## Start GIVEN INFORMATION

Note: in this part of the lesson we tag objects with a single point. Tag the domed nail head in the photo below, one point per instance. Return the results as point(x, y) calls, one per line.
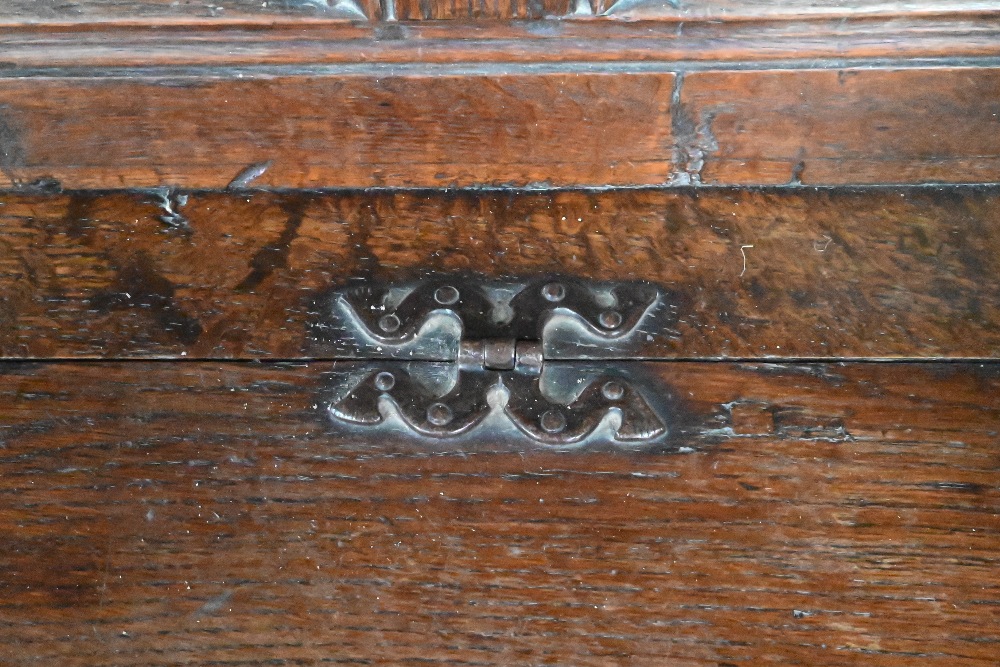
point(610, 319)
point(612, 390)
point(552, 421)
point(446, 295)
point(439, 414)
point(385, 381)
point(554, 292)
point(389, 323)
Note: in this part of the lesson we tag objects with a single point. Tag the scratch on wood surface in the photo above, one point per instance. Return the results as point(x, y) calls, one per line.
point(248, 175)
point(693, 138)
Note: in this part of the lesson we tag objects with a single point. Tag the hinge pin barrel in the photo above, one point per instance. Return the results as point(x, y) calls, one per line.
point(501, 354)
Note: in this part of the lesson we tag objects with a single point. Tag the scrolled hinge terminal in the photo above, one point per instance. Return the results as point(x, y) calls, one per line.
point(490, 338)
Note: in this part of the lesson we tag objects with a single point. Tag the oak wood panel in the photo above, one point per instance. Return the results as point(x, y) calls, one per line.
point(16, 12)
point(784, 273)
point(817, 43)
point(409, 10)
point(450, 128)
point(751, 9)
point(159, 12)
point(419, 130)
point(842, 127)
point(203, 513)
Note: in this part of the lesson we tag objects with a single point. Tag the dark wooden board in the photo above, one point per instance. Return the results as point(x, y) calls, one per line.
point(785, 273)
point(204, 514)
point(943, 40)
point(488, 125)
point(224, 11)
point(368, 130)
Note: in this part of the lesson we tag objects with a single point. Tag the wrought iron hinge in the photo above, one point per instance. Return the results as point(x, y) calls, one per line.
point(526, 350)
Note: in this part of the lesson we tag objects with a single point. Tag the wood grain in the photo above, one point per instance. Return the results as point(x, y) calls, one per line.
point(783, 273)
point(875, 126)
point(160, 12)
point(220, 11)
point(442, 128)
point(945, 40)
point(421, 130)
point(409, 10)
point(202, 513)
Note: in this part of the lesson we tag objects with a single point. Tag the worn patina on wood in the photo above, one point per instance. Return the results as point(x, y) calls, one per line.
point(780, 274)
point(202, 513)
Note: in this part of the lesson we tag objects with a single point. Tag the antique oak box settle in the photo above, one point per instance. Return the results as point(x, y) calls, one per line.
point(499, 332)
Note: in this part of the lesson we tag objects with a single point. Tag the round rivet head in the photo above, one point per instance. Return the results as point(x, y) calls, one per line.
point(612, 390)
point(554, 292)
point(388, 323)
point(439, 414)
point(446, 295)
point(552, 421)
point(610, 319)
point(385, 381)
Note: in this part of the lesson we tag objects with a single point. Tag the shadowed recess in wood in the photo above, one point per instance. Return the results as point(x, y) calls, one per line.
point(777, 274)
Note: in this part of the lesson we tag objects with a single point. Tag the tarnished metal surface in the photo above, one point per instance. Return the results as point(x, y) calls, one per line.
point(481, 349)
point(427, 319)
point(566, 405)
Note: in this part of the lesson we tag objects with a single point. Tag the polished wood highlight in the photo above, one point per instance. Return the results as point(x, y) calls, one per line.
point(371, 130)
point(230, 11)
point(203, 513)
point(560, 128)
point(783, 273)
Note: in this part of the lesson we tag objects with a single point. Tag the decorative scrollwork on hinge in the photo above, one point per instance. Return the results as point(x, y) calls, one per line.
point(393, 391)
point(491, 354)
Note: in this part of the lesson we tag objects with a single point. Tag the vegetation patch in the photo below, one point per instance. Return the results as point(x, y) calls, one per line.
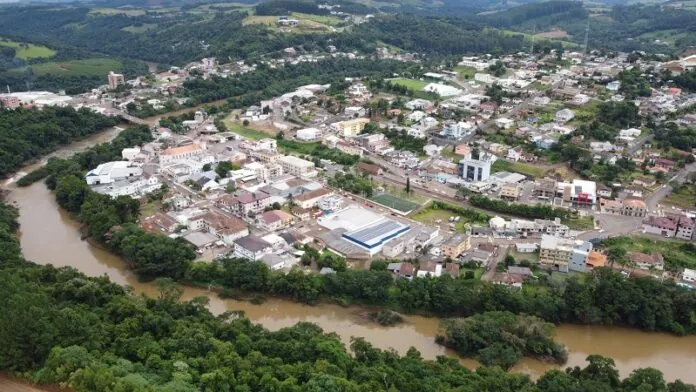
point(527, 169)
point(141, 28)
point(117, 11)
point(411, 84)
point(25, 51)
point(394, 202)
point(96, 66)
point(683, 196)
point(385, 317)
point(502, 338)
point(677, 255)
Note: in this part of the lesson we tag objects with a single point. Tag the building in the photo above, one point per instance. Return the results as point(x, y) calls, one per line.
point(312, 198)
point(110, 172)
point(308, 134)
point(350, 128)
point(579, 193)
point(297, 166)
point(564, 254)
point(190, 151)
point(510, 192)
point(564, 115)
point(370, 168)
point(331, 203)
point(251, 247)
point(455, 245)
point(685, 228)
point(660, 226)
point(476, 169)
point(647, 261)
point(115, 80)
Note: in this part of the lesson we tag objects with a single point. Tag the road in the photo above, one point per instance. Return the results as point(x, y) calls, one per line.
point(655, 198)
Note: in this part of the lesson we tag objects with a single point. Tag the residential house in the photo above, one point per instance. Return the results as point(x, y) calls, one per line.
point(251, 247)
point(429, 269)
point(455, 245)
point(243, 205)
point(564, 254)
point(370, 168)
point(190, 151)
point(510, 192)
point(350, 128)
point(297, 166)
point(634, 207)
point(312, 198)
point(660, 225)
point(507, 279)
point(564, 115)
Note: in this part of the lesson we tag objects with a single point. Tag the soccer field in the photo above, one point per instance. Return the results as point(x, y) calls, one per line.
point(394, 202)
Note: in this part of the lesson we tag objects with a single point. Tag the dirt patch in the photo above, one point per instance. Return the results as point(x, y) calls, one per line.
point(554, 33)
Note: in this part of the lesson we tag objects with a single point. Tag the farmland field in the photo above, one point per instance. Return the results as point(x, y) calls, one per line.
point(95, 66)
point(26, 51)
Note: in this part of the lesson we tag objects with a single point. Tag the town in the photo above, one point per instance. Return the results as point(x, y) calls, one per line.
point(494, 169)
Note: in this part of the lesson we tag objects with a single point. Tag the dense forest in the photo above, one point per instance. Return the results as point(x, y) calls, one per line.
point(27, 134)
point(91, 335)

## End GIVEN INFORMATION

» WHAT IS BEING ASKED
Turn the records from the line containing "Tag the town" through the end of the records into a Markdown table with the columns Row and Line, leaving out blank lines.

» WRITTEN REPLY
| Row | Line |
|---|---|
| 1 | Note: in this part of the lesson we tag objects with a single point. Tag the town in the photo above, one point per instance. Return the results as point(x, y) calls, one per line. |
| 2 | point(494, 169) |
| 3 | Note: in this part of the lesson we tag objects with a single point. Tag the dense forest in the photo above, one point per instance. Return the results as point(x, y) calls, one per line. |
| 4 | point(27, 134) |
| 5 | point(91, 335) |